Three strands of electric does a good job. Two hot and the middle is ground. The hot top will will deliver a good shock but the middle is needed is snow areas. With 5 strands there are 3 hot and 2 neutrals or grounds.


----------



## roanypony (Apr 5, 2012)

We use poly tape which is I believe what you are using. We made a ground consisting of three long rods into the ground and then connected the ground to out middle strand of polytape which made that a ground as well. The top and bottom lines are hot so when they touch either of them, they get zapped. When they touch the middle strand of polytape( the ground) and one of the other hot strands, they REALLY get zapped. Our pasture there is about 3 acres. We use a solar fencer(a big one) and we don't have issues.

We grounded the middle line because in the winter we were having issues with the snow and the horses not making a complete circuit. They were getting out alot. Overall, polytape is not the best choice by a longshot but, it's what we have and will have til I can redo it. It looks nice, but that is about it


----------



## Koolio (Apr 7, 2010)

I use 4 strands of electric braided rope (not the thin twine) with the top and third strand being "hot". We have had it for 2 years in an an area where we get almost every weather extreme imaginable. It works very well but must be installed properly and kept at the recommended tension. I like it because it does "give a little" and is easy to work with. The rope seems to keep the electrical strands quite well protected and intact even where it feeds through the insulators.

The electric tape isn't great as it easily frays and breaks in the wind. I also found that the electric strands within the tape break easily, stopping the flow of current. The tape is also weak where it goes through the insulators because it moves so much and rubs. The insulators themselves that are used for the thicker tape are also not as durable and break easily.

Regardless of what you use, it is very important to buy the very best connectors and insulators that you can get. Don't cheap out on how the fence is anchored to the end posts and tightened. Buy the proper tools to do this. Also, expect to have to check on and maintain any fence on a regular basis and keep supplies on hand to repair it properly (i.e. splicers, crimpers, etc).


----------



## uii (Dec 26, 2011)

I would never used barbed wire. Horses don't see it clearly, and can become stuck in it, and that can lead to bad cuts on horses, especially with horses who try to get out often.


----------



## Saranda (Apr 14, 2011)

Thanks for the great input, everyone. We now have two strands of polytape and two strands of wire, properly ground, and the horses haven't been able to break through anymore.


----------



## Darrin (Jul 11, 2011)

Good job! Would of loved seeing a video of the first time they touched that new, hot fence.


----------

====

* SHORT EXERCISE 1
List every username that appears as a post heading in the fencing discussion.
* SHORT EXERCISE 2
Write out the stretch of the fencing discussion from "I would never" through "get out often.", reproducing it verbatim.
The data placed after this discussion come from a separate source.

* LISTED RECORDS
====

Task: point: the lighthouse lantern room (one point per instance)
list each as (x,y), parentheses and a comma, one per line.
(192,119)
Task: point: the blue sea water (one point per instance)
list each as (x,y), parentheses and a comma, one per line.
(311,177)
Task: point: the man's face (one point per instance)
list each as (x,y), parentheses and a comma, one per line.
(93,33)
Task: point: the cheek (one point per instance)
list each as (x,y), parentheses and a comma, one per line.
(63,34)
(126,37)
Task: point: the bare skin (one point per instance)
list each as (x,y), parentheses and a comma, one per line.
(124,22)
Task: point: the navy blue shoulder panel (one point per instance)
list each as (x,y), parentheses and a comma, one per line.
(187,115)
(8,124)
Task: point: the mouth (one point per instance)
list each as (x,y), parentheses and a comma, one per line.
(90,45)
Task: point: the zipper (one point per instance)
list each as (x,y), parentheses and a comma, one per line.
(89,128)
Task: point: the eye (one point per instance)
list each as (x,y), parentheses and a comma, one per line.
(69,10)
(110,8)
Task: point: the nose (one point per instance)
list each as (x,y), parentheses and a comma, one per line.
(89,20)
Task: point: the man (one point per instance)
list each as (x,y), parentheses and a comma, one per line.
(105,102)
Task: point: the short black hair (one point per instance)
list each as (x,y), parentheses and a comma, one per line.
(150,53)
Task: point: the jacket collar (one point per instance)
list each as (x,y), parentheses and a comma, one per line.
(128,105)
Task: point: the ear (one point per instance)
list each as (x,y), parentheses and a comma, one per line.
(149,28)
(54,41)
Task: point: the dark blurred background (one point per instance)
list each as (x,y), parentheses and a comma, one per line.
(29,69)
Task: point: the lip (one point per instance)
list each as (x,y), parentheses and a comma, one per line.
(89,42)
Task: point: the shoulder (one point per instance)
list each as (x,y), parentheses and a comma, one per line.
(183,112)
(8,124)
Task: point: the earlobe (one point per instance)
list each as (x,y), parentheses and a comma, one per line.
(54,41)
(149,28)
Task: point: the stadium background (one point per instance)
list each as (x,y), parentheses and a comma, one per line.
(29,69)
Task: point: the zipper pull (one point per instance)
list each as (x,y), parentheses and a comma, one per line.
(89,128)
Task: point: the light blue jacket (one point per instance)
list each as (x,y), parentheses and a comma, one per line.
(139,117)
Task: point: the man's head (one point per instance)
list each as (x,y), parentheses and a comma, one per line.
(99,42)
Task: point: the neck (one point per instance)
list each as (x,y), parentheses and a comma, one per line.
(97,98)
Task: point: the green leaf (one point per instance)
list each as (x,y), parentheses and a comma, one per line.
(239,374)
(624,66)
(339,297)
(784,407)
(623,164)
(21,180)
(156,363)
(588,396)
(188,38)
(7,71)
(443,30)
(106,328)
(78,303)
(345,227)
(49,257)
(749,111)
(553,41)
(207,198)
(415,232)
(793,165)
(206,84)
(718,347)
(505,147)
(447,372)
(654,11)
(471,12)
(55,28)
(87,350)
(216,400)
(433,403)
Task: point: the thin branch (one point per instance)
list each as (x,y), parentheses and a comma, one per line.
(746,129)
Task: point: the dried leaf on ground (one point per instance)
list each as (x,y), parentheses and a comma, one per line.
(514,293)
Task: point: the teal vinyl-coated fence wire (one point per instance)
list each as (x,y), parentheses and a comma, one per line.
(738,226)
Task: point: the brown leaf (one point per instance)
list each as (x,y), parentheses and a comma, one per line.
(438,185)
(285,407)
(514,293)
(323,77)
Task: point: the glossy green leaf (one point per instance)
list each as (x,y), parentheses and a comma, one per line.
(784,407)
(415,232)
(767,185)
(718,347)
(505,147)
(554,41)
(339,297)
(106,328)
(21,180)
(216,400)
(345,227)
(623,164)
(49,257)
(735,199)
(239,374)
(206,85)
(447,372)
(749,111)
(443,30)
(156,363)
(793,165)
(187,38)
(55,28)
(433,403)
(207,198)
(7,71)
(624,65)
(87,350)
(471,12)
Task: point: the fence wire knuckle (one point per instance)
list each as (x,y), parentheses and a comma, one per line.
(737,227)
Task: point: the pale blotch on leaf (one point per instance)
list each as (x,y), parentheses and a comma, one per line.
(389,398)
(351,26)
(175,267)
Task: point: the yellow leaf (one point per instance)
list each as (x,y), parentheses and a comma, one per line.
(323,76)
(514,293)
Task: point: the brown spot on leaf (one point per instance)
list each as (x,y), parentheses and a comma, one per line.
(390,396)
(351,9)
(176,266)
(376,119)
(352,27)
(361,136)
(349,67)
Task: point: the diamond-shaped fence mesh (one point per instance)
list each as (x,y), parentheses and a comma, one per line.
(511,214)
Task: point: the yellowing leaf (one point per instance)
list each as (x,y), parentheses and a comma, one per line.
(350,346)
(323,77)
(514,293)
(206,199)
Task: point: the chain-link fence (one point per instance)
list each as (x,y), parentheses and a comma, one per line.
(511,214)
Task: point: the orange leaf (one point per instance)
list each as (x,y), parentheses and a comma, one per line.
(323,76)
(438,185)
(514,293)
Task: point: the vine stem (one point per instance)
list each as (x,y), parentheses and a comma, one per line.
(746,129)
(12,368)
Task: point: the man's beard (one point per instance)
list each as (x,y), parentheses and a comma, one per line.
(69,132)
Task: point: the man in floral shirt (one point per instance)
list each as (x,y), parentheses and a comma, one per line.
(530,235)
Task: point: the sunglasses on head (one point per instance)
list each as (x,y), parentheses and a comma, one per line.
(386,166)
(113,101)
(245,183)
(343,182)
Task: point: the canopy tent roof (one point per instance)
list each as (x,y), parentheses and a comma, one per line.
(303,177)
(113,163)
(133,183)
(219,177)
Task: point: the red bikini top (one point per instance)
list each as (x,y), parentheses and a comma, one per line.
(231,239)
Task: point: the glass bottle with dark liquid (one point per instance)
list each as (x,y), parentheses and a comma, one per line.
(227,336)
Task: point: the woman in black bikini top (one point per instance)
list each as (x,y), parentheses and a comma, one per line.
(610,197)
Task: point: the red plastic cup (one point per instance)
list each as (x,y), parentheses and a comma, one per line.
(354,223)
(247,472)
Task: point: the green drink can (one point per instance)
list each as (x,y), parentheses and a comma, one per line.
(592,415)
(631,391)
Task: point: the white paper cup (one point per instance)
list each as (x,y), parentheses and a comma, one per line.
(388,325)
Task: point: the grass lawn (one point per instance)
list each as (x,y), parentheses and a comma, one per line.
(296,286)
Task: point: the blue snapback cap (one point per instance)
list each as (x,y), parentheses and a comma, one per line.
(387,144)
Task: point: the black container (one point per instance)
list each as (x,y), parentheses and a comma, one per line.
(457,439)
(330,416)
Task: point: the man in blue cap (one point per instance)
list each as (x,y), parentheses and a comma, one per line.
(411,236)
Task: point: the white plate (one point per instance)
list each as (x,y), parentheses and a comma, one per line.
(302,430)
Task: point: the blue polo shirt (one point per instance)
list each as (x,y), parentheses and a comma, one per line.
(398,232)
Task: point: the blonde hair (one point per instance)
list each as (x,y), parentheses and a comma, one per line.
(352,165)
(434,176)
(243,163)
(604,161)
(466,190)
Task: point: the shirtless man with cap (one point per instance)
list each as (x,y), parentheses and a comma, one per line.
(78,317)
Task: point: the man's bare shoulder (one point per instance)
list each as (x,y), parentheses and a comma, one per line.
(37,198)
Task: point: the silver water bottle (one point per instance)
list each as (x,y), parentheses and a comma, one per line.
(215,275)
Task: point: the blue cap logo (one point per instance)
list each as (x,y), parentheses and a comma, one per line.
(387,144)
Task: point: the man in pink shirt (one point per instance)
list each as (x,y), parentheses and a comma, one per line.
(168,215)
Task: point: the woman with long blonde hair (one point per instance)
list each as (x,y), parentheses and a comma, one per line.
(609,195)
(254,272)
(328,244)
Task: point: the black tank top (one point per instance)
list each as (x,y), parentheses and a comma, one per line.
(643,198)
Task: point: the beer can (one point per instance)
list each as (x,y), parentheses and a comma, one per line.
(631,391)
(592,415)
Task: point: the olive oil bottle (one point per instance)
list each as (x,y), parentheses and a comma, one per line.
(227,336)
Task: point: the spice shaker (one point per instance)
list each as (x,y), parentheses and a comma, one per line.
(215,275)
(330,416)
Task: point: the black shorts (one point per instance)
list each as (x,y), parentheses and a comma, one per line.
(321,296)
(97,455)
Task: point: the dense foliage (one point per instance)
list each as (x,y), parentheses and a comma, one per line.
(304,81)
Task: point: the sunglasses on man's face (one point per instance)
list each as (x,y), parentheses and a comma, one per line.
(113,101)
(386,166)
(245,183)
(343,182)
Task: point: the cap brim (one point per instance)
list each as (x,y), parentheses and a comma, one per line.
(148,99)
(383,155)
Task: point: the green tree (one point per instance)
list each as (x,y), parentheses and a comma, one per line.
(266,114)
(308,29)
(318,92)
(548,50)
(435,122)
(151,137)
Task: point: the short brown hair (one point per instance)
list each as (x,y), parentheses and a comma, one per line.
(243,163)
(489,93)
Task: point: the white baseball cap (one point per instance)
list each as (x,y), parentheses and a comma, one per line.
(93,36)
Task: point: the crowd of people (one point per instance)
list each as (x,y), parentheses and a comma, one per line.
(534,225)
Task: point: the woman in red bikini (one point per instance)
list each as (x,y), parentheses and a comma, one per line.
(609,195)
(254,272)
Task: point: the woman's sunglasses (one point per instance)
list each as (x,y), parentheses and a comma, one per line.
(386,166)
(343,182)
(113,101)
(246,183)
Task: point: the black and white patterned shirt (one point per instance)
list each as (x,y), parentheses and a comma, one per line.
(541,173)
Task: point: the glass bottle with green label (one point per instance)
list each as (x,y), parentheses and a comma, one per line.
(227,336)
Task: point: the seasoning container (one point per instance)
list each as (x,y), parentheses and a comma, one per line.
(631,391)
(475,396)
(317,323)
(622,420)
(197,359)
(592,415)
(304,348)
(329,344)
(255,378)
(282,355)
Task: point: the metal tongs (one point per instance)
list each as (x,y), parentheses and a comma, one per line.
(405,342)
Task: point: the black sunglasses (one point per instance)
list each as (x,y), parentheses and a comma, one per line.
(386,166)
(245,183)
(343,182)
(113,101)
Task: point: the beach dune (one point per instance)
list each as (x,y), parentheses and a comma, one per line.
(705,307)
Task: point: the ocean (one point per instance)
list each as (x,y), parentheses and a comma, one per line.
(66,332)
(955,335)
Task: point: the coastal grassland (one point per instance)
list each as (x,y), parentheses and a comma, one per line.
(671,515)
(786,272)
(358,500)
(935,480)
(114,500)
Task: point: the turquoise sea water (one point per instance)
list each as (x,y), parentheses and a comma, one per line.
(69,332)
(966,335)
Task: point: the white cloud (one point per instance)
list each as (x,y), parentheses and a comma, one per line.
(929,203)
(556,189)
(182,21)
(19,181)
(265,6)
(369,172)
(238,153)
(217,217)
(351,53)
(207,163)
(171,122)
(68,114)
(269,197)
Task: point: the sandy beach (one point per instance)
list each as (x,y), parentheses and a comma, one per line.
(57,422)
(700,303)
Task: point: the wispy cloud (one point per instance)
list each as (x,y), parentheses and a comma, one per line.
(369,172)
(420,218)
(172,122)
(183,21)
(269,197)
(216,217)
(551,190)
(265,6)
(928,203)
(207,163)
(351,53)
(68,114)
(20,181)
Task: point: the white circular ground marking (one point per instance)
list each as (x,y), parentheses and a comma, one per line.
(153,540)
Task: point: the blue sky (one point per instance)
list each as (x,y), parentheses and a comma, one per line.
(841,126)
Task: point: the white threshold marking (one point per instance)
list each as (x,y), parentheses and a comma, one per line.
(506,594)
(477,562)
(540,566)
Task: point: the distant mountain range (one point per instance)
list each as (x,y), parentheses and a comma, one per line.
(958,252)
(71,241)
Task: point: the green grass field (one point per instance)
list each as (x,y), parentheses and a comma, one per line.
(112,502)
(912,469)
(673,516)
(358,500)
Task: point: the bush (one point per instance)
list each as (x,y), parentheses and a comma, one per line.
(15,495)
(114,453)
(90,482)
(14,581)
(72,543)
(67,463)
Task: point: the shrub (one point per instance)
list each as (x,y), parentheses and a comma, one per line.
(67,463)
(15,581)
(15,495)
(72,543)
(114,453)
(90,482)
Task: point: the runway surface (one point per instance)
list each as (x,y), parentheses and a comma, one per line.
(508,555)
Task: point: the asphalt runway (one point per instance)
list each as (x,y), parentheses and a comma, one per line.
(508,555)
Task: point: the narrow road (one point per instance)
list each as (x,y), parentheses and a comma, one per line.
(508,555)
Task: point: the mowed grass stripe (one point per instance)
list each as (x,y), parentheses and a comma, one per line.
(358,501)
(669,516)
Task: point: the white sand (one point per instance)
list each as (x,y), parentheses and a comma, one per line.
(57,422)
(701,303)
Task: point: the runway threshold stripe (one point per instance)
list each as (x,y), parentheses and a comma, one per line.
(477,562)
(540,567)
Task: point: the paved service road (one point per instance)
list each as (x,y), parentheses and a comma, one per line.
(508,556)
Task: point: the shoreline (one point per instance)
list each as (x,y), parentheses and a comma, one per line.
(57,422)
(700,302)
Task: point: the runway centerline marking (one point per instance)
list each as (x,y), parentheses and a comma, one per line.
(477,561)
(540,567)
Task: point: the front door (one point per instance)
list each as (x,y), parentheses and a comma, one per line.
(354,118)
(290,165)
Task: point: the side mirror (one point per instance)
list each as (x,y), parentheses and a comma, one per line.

====

* WRITTEN REPLY 1
roanypony, Koolio, uii, Saranda, Darrin

* WRITTEN REPLY 2
I would never used barbed wire. Horses don't see it clearly, and can become stuck in it, and that can lead to bad cuts on horses, especially with horses who try to get out often.